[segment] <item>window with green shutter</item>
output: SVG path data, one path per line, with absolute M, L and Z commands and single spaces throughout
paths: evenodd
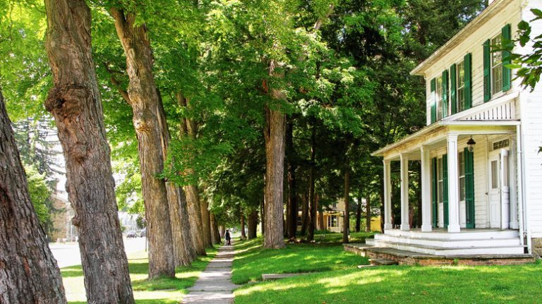
M 472 107 L 472 54 L 465 55 L 464 58 L 464 73 L 463 81 L 464 82 L 464 109 L 471 109 Z
M 433 205 L 431 221 L 433 226 L 437 227 L 438 226 L 438 204 L 437 203 L 437 159 L 435 157 L 431 159 L 431 205 Z
M 483 102 L 491 99 L 491 58 L 490 49 L 490 41 L 486 40 L 483 43 Z
M 435 78 L 431 80 L 431 123 L 437 121 L 437 103 L 435 88 L 436 87 Z
M 475 228 L 474 210 L 474 154 L 465 147 L 465 211 L 466 228 Z
M 448 154 L 442 155 L 442 207 L 444 209 L 444 228 L 448 228 L 450 221 L 448 209 Z
M 512 29 L 510 24 L 507 24 L 502 28 L 502 42 L 503 44 L 509 43 L 512 39 Z M 510 59 L 509 56 L 510 52 L 508 51 L 502 51 L 502 91 L 506 92 L 510 90 L 510 80 L 512 78 L 512 72 L 510 69 L 506 66 L 507 64 L 510 64 Z
M 448 71 L 442 71 L 442 117 L 448 116 Z
M 459 63 L 461 64 L 461 63 Z M 452 115 L 457 113 L 457 85 L 456 69 L 457 66 L 454 63 L 450 67 L 450 104 Z

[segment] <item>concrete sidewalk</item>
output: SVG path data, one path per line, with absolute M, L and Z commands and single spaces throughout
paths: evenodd
M 217 256 L 201 273 L 200 279 L 188 290 L 183 299 L 186 304 L 231 304 L 233 290 L 238 287 L 231 283 L 231 263 L 234 246 L 222 246 Z

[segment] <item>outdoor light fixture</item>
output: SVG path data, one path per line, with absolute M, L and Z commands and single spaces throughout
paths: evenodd
M 472 139 L 472 136 L 471 136 L 471 139 L 466 142 L 466 148 L 469 150 L 469 152 L 472 153 L 472 152 L 474 151 L 474 145 L 476 144 L 476 142 L 475 142 L 474 140 Z

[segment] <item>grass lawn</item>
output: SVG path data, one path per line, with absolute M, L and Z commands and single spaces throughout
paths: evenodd
M 258 238 L 236 244 L 234 283 L 261 280 L 263 273 L 315 273 L 245 285 L 234 291 L 236 304 L 542 304 L 542 262 L 360 269 L 356 266 L 367 260 L 343 251 L 338 244 L 289 244 L 284 250 L 264 250 L 261 242 Z
M 174 304 L 182 300 L 188 293 L 186 288 L 192 286 L 200 272 L 216 255 L 217 249 L 207 250 L 206 257 L 200 257 L 190 267 L 179 267 L 176 277 L 147 280 L 149 263 L 147 253 L 141 252 L 128 257 L 130 278 L 132 280 L 133 296 L 138 304 Z M 66 289 L 68 302 L 71 304 L 86 303 L 85 285 L 81 266 L 72 266 L 60 269 Z
M 361 242 L 372 233 L 351 234 L 353 242 Z M 243 284 L 261 281 L 262 274 L 319 272 L 354 269 L 368 260 L 342 249 L 340 233 L 327 233 L 320 244 L 287 244 L 285 249 L 263 249 L 262 238 L 235 243 L 231 280 Z M 317 235 L 315 239 L 320 240 Z

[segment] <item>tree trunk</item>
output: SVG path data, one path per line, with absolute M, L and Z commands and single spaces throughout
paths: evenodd
M 46 0 L 45 8 L 45 47 L 54 83 L 45 108 L 54 116 L 64 151 L 66 190 L 77 214 L 72 223 L 79 233 L 87 299 L 89 303 L 133 303 L 92 58 L 90 9 L 80 0 Z M 28 262 L 27 274 L 32 269 Z M 35 270 L 32 275 L 39 277 Z M 42 284 L 47 286 L 55 276 Z
M 369 193 L 367 193 L 367 205 L 366 206 L 366 221 L 367 222 L 366 226 L 365 227 L 365 231 L 367 232 L 371 232 L 371 195 Z
M 219 244 L 220 233 L 218 231 L 217 219 L 215 218 L 215 214 L 213 214 L 212 212 L 209 212 L 209 219 L 211 221 L 211 238 L 212 239 L 212 243 Z
M 361 195 L 360 195 L 361 196 Z M 361 198 L 358 201 L 358 205 L 356 207 L 356 232 L 361 230 Z
M 152 75 L 152 52 L 145 25 L 133 13 L 112 8 L 117 35 L 124 49 L 130 79 L 128 96 L 138 137 L 141 186 L 149 238 L 149 278 L 175 276 L 174 239 L 166 183 L 156 177 L 164 169 L 160 124 L 162 100 Z M 162 122 L 166 126 L 165 121 Z
M 348 233 L 350 230 L 350 216 L 349 211 L 349 199 L 350 198 L 350 170 L 347 168 L 344 170 L 344 219 L 342 224 L 342 243 L 349 243 Z
M 272 61 L 270 71 L 274 69 L 273 66 Z M 271 91 L 275 99 L 285 99 L 283 92 L 275 89 Z M 285 121 L 284 113 L 265 107 L 265 233 L 263 240 L 265 248 L 284 248 L 282 190 Z
M 294 150 L 294 123 L 290 117 L 286 125 L 286 153 L 288 168 L 288 217 L 287 231 L 288 238 L 295 238 L 297 232 L 297 186 L 296 184 L 295 151 Z
M 248 239 L 255 238 L 258 228 L 258 211 L 254 210 L 248 214 Z
M 66 303 L 0 91 L 0 303 Z M 128 287 L 129 288 L 129 287 Z

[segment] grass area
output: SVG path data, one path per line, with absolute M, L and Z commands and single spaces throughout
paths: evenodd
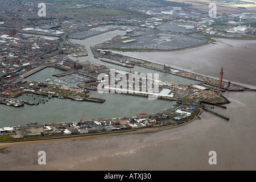
M 9 140 L 14 139 L 15 138 L 11 136 L 11 135 L 0 135 L 0 141 Z
M 69 9 L 53 10 L 53 11 L 60 13 L 63 15 L 69 15 L 80 14 L 85 16 L 131 15 L 134 14 L 134 13 L 132 12 L 108 9 Z
M 54 92 L 56 93 L 60 93 L 62 94 L 67 94 L 67 95 L 71 95 L 72 94 L 72 91 L 71 90 L 66 90 L 64 89 L 61 89 L 58 87 L 56 87 L 56 88 L 53 89 L 54 87 L 50 86 L 49 88 L 51 92 Z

▸ **Task**
Copy all of the items above verbatim, leaving out the pictures.

▸ **Reply**
[segment] <item>window with green shutter</item>
output: SVG path data, one path per line, with absolute M, L and Z commands and single spaces throughout
paths: evenodd
M 472 107 L 472 54 L 465 55 L 464 58 L 464 73 L 463 81 L 464 82 L 464 109 L 471 109 Z
M 433 205 L 431 221 L 433 226 L 437 227 L 438 226 L 438 204 L 437 203 L 437 159 L 435 157 L 431 159 L 431 205 Z
M 483 102 L 491 99 L 491 58 L 490 49 L 490 41 L 486 40 L 483 43 Z
M 435 78 L 431 80 L 431 123 L 437 121 L 437 103 L 435 88 L 436 87 Z
M 475 228 L 474 210 L 474 154 L 465 147 L 465 211 L 466 228 Z
M 448 154 L 442 155 L 442 207 L 444 209 L 444 228 L 448 228 L 450 221 L 448 209 Z
M 512 29 L 510 24 L 507 24 L 502 28 L 502 42 L 503 44 L 509 43 L 512 39 Z M 510 59 L 509 56 L 510 52 L 508 51 L 502 51 L 502 91 L 506 92 L 510 90 L 510 80 L 512 78 L 512 72 L 510 69 L 506 66 L 507 64 L 510 64 Z
M 448 71 L 442 71 L 442 117 L 448 116 Z
M 459 63 L 461 64 L 461 63 Z M 452 115 L 457 113 L 457 85 L 456 69 L 457 66 L 454 63 L 450 67 L 450 104 Z

[segment] <item>concrete sidewalk</item>
output: SVG path data, one path per line, with absolute M, L and Z commands and single spaces throughout
paths: evenodd
M 217 256 L 201 273 L 200 279 L 188 290 L 183 299 L 186 304 L 231 304 L 233 290 L 238 287 L 231 283 L 231 263 L 234 246 L 222 246 Z

[segment] <item>outdoor light fixture</item>
output: SVG path data, one path per line, with absolute M, L and Z commands and single spaces throughout
paths: evenodd
M 472 139 L 472 136 L 471 136 L 471 139 L 466 142 L 466 148 L 469 150 L 469 152 L 472 153 L 472 152 L 474 151 L 474 145 L 476 144 L 476 142 L 475 142 L 474 140 Z

[segment] <item>grass lawn</item>
output: SVG path data, one path per line, with absolute M, L and Z commands and single spaces throughout
paths: evenodd
M 258 238 L 236 244 L 234 283 L 261 280 L 263 273 L 315 273 L 245 285 L 234 291 L 236 304 L 542 304 L 542 262 L 360 269 L 356 266 L 367 260 L 343 251 L 338 244 L 289 244 L 284 250 L 264 250 L 261 242 Z
M 174 304 L 182 300 L 188 293 L 186 288 L 192 286 L 200 272 L 216 255 L 217 249 L 207 250 L 206 257 L 200 257 L 190 267 L 179 267 L 176 277 L 147 280 L 149 263 L 147 253 L 141 252 L 128 257 L 130 278 L 132 280 L 133 296 L 138 304 Z M 66 289 L 68 302 L 71 304 L 86 303 L 85 285 L 81 266 L 72 266 L 60 269 Z
M 361 242 L 372 233 L 351 234 L 353 242 Z M 243 284 L 261 281 L 262 274 L 319 272 L 354 269 L 368 260 L 342 249 L 340 233 L 327 233 L 320 244 L 287 244 L 285 249 L 263 249 L 262 238 L 235 243 L 231 280 Z M 317 235 L 315 239 L 320 240 Z

[segment] <item>tree trunk</item>
output: SVG path data, one path per line, with absolute M, L and Z commands and single spaces throughout
paths: evenodd
M 46 0 L 45 8 L 45 47 L 54 83 L 45 108 L 54 116 L 64 151 L 66 190 L 77 214 L 72 223 L 79 233 L 87 299 L 89 303 L 133 303 L 92 58 L 90 9 L 80 0 Z M 28 262 L 27 274 L 32 269 Z M 35 270 L 32 275 L 39 277 Z M 42 284 L 47 286 L 55 276 Z
M 369 193 L 367 193 L 367 205 L 366 206 L 366 221 L 367 222 L 366 226 L 365 227 L 365 231 L 367 232 L 371 232 L 371 195 Z
M 219 244 L 220 233 L 218 231 L 217 219 L 215 218 L 215 214 L 213 214 L 212 212 L 209 212 L 209 219 L 211 221 L 211 238 L 212 239 L 212 243 Z
M 361 195 L 360 195 L 361 196 Z M 361 198 L 358 201 L 358 205 L 356 207 L 356 232 L 361 230 Z
M 152 75 L 152 52 L 145 25 L 133 13 L 112 8 L 117 35 L 124 49 L 130 79 L 128 96 L 138 137 L 141 186 L 149 238 L 149 278 L 175 276 L 174 239 L 166 183 L 156 177 L 164 169 L 160 124 L 162 100 Z M 162 122 L 166 126 L 165 121 Z
M 348 233 L 350 230 L 350 216 L 349 211 L 349 199 L 350 198 L 350 170 L 347 168 L 344 170 L 344 219 L 342 224 L 342 243 L 349 243 Z
M 272 61 L 270 71 L 274 69 L 273 66 Z M 271 91 L 275 99 L 285 99 L 283 92 L 275 89 Z M 285 121 L 284 113 L 265 107 L 265 233 L 263 240 L 265 248 L 284 248 L 282 190 Z
M 294 150 L 294 123 L 290 117 L 286 125 L 286 153 L 288 168 L 288 217 L 287 231 L 288 238 L 295 238 L 297 232 L 297 186 L 296 184 L 295 151 Z
M 248 239 L 255 238 L 258 228 L 258 211 L 254 210 L 248 214 Z
M 66 303 L 0 91 L 0 303 Z M 128 287 L 129 288 L 129 287 Z

[segment] grass area
output: SVG path data, one path per line, with absolute M, L and Z commands and single spaces throughout
paths: evenodd
M 9 140 L 14 139 L 15 138 L 11 136 L 11 135 L 0 135 L 0 141 Z
M 69 9 L 53 10 L 53 11 L 60 13 L 63 15 L 69 15 L 80 14 L 85 16 L 131 15 L 134 14 L 134 13 L 132 12 L 108 9 Z
M 54 92 L 56 93 L 60 93 L 62 94 L 67 94 L 67 95 L 71 95 L 72 94 L 72 91 L 71 90 L 66 90 L 64 89 L 61 89 L 58 87 L 56 87 L 56 88 L 53 89 L 54 87 L 50 86 L 49 88 L 51 92 Z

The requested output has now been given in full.